■ **Document extract**
— Begin —

Pineapple Corporate Toolkit - Part 1
August 13, 2015
HAK5’s WiFi Pineapple (Pineapple) is a low cost embedded device, purpose-built, for attacking 802.11 wireless networks that can be purchased for about $100. The Pineapple offers the open source flexibility of the popular OpenWRT firmware and can, additionally, be leveraged as a covert tool to establish persistent backdoor access to a remote wired or wireless network environment.
Although the WiFi Pineapple offers a large array of wireless attacking techniques, from KARMA to WPS brute force attacks, there are toolset limitations when it comes to attacking wireless network security and encryption settings typically found in corporate environments. A common configuration for these environments is to utilize 802.1x client authentication in combination with a RADIUS server. The attack methodology for 802.1x wireless environments is to identify if wireless clients have been properly configured to validate certificates issued from the RADIUS server. Wireless clients, that have been improperly configured, will accept rogue self-signed certificates and supply hashed account credentials. To successfully exploit these client side vulnerabilities, the corporate wireless environment would need to be cloned with an attacker controlled RADIUS server. FreeRadius is the typical RADIUS server leveraged for this attack scenario, however, by default, FreeRadius is not configured to gracefully accept all client provided authentication requests (a requirement to collecte hashed credentials).
FreeRadius-wpe contains a set of patches that when applied to the FreeRadius 2.1.12 source code, allow FreeRadius to accept all user provided authentication requests and collect hashed credentials. Unfortunately, the FreeRadius-wpe binaries are not available in the OpenWRT package manager and require the source code to be cross compile for the Pineapple CPU architecture. Additionally, FreeRadius-wpe has been deprecated in favor of hostapd-wpe.
Installation and execution of hostapd-wpe, on the Pineapple, has many of the same challenges of FreeRadius-wpe. Furthermore, there is not much publically available documentation detailing the process of successfully running hostapd-wpe on OpenWRT. Luckily, Acrylic Wi-Fi has prebuild OpenWRT packages for hostapd-wpe in their Barrier Breaker package.
Acrylic Wi-Fi’s Barrier Breaker package contains the hostapd-wpe source and cross-compiled OpenWRT packages for each available OpenWRT supported architecture. The specific version, used in this exercise, is located in the ‘ipk’ directory of the Barrier Breaker package, under the ar71xx / generic sub-directories.
Unfortunately, initial execution of the hostapd-wpe application on the WiFi Pineapple post-installation of the ipk package (to the local disk or the available SD card) results in a segmentation fault.
Figure 1: Unfortunate Circumstance
This failure is believed to be the result of a conflict between the execution of the hostapd-wpe package and an existing instance of wpad-mini, which is designed to support many of the default features of the Pineapple. The Pineapple wpad-mini package is the OpenWRT implementation of the WPA Authenticator and Supplicant functions for WPA-PSK configurations.

— End —

■ **Record set**
— Begin —

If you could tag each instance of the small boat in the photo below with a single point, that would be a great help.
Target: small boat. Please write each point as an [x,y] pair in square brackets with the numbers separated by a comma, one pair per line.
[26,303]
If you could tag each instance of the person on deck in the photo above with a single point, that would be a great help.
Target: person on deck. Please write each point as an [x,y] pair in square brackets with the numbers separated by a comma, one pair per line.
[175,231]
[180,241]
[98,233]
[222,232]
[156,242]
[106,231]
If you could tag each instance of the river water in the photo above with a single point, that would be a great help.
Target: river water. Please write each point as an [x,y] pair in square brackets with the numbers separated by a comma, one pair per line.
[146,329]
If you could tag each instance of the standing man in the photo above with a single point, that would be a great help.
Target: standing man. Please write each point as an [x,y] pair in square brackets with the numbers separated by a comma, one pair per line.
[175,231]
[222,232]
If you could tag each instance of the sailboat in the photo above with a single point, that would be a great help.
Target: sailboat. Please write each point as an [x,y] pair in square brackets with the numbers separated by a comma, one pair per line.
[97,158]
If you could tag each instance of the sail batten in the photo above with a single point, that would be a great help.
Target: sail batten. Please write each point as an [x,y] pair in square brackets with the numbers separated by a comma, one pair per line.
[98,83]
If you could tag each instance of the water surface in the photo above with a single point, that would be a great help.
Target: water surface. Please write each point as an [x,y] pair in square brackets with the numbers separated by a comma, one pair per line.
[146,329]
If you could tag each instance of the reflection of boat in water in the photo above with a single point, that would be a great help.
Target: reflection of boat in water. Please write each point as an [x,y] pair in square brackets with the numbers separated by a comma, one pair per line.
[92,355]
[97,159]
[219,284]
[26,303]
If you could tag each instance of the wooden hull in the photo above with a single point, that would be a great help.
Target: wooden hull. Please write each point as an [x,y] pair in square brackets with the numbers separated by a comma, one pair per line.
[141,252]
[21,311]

— End —

■ **Given instruction**
From the text on the WiFi Pineapple corporate toolkit shown above, reproduce word for word the stretch from "FreeRadius-wpe contains a" through "favor of hostapd-wpe.".

■ **Solved exercise**
FreeRadius-wpe contains a set of patches that when applied to the FreeRadius 2.1.12 source code, allow FreeRadius to accept all user provided authentication requests and collect hashed credentials. Unfortunately, the FreeRadius-wpe binaries are not available in the OpenWRT package manager and require the source code to be cross compile for the Pineapple CPU architecture. Additionally, FreeRadius-wpe has been deprecated in favor of hostapd-wpe.